:: TEXTO DADO ::
==*==
Vértigo de Alfred Hitchcok ha sido elegida recientemente por
el British Film Institute como mejor película de todos los tiempos, juicio con
el que no cabe estar más de acuerdo.
La
elección, que llevan a cabo críticos especializados de todo el mundo cada diez
años, y cuyo resultado ve la luz en la prestigiosa revista Sight & Sound,
ha supuesto el desbancamiento, por primera vez desde 1962, de Citizen Ken
(1941). Si la cinta de Orson Wells se había impuesto en todas las anteriores
ocasiones con claridad, esta vez ha tenido que ceder su trono a la historia de
amor, muerte y obsesión que Hitchcock rodara en 1958 en la ciudad de San
Francisco, protagonizada por James Stewart y Kim Novak. La ascensión de Vértigo
hasta el primer puesto de la lista ha sido gradual e imparable, reflejo de la
fascinación creciente que esta historia ha venido ejerciendo en la percepción
de críticos y público. Así, para el director de la publicación, Nick James, “el
resultado da cuenta de los cambios en la propia cultura crítica del cine”, que
se decanta ahora por una visión más personal de este arte, antes que por otra
más brillante o académica. Y es que, como la propia espiral con que se abren
los títulos de crédito de la película, Vértigo extiende los tentáculos
de su influjo a la mirada de todo aquél que se enfrenta a ella.
==*==
:: ENTRADAS ENUMERADAS ::
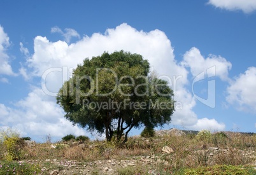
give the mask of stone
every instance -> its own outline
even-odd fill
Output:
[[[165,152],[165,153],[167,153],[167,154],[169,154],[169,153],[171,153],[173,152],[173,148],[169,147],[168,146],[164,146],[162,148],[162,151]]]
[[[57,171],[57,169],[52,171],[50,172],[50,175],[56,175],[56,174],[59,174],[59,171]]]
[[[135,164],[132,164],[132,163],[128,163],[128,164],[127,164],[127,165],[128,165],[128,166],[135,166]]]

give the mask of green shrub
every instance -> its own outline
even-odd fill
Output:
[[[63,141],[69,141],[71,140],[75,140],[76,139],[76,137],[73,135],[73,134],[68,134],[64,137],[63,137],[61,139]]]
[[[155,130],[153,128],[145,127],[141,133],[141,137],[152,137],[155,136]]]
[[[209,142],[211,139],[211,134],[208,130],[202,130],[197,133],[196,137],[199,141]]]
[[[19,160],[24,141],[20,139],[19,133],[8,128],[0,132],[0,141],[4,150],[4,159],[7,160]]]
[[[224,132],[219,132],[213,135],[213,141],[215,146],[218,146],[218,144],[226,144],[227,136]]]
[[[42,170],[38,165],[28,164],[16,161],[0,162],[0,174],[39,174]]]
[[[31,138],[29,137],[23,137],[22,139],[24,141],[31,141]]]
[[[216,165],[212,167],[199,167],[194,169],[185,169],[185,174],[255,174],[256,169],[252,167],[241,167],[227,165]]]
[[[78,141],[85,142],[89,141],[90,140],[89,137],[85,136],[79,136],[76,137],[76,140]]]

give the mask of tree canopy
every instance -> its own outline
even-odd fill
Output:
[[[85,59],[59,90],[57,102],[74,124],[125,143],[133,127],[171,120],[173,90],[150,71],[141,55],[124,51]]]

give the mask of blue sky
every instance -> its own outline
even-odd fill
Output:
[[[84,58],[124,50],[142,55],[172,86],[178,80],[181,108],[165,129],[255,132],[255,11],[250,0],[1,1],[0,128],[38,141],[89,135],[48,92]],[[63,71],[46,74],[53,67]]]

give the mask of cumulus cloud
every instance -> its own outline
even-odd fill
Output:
==*==
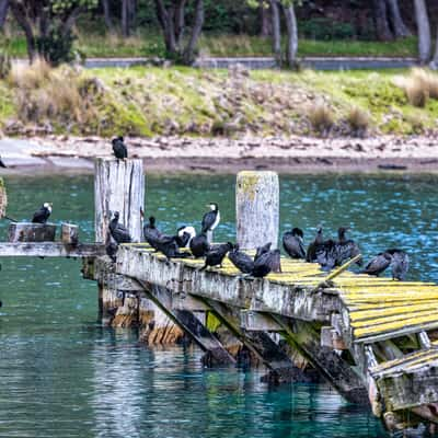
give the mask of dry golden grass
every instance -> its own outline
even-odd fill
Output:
==*==
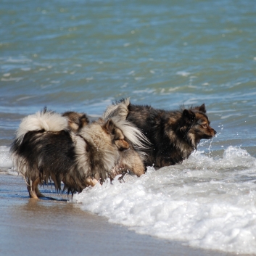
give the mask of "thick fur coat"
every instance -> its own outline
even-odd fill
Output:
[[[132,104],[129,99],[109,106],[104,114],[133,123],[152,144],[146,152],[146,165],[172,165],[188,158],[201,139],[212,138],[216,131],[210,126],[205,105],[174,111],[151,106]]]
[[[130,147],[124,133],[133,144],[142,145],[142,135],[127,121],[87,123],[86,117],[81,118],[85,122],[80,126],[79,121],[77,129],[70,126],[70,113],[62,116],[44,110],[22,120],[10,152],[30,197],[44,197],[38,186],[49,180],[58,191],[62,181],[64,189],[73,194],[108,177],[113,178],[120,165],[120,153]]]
==*==
:: TAREA 1 ::
Según el texto sobre Vértigo, ¿en qué año rodó Hitchcock la película?
:: TAREA 2 ::
En las entradas, renombra "green shrub" como "bush" y deja todo lo demás igual. Empieza en la línea que tiene "give the mask of green shrub", termina después de la que tiene "[[[42,170],[38,165],[28,164],[16,161],[0,162],[0,174],[39,174]]]" y reproduce solo esas líneas.
Las entradas no guardan ninguna relación con el texto.

:: RESPUESTA 1 ::
En 1958.

:: RESPUESTA 2 ::
give the mask of bush
every instance -> its own outline
even-odd fill
Output:
[[[63,141],[69,141],[71,140],[75,140],[76,139],[76,137],[73,135],[73,134],[68,134],[64,137],[63,137],[61,139]]]
[[[155,130],[153,128],[145,127],[141,133],[141,137],[152,137],[155,136]]]
[[[209,142],[211,139],[211,134],[208,130],[202,130],[197,133],[196,137],[199,141]]]
[[[19,160],[24,141],[20,139],[19,133],[8,128],[0,132],[0,141],[4,150],[4,159],[7,160]]]
[[[224,132],[219,132],[213,135],[213,141],[215,146],[218,146],[218,144],[226,144],[227,136]]]
[[[42,170],[38,165],[28,164],[16,161],[0,162],[0,174],[39,174]]]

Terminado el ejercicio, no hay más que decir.